> _Exercise material_:
....................

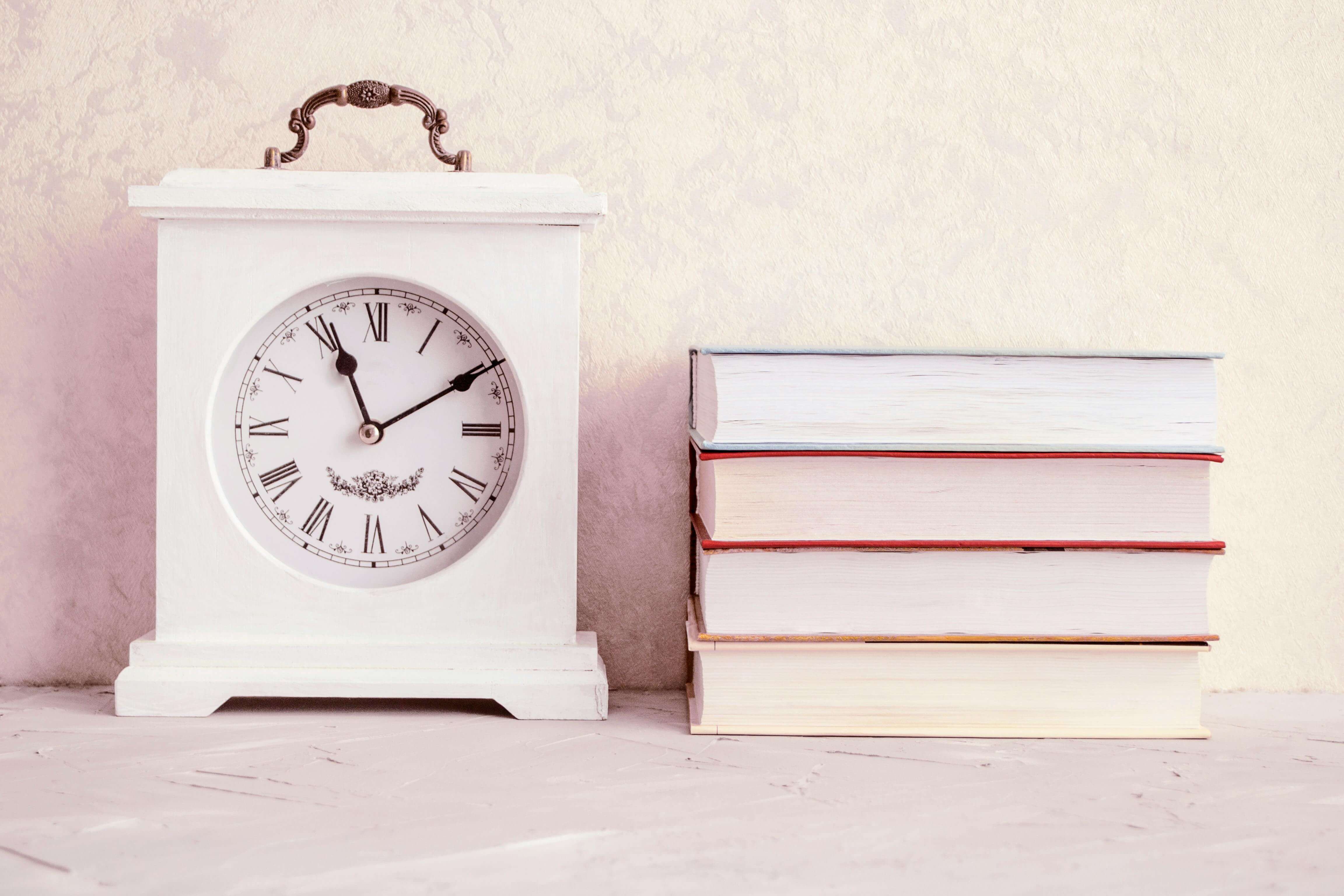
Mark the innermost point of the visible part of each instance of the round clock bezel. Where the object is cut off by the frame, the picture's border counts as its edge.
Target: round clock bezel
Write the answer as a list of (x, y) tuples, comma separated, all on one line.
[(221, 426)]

....................

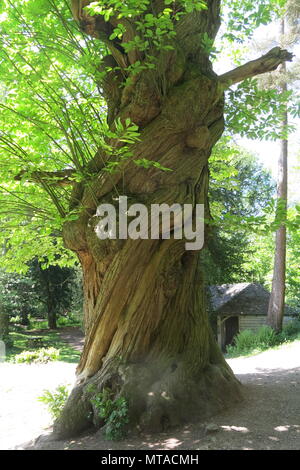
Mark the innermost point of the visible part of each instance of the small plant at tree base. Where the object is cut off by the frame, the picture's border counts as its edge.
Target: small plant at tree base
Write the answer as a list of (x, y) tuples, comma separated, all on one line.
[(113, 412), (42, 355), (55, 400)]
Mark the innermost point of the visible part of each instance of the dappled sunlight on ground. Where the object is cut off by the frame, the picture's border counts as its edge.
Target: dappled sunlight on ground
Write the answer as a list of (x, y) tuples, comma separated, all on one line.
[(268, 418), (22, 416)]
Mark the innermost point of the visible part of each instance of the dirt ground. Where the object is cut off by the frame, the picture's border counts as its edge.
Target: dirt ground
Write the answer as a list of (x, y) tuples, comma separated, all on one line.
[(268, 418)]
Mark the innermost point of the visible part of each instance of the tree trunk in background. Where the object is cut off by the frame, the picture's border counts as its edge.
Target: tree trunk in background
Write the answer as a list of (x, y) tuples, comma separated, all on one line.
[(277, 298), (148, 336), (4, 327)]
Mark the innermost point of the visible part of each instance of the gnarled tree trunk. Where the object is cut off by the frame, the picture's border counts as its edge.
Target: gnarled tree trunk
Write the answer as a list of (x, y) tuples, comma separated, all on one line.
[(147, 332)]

....................

> _Given problem_:
Switch "round clock bezel" to "circular clock dial" wherever it occurs in the listing from the line with "of the round" up to and including the line with "[(221, 426)]". Reproduce only those lines, with nothing else altered.

> _Final result_:
Mark the innermost point of the visible part of each instance of the circular clock dial. Where the object is cut off by the frame, the picture's border counts as its edge.
Target: circular clock dial
Write the answer as a list of (x, y) tuples, comma separated, all on one line.
[(221, 426)]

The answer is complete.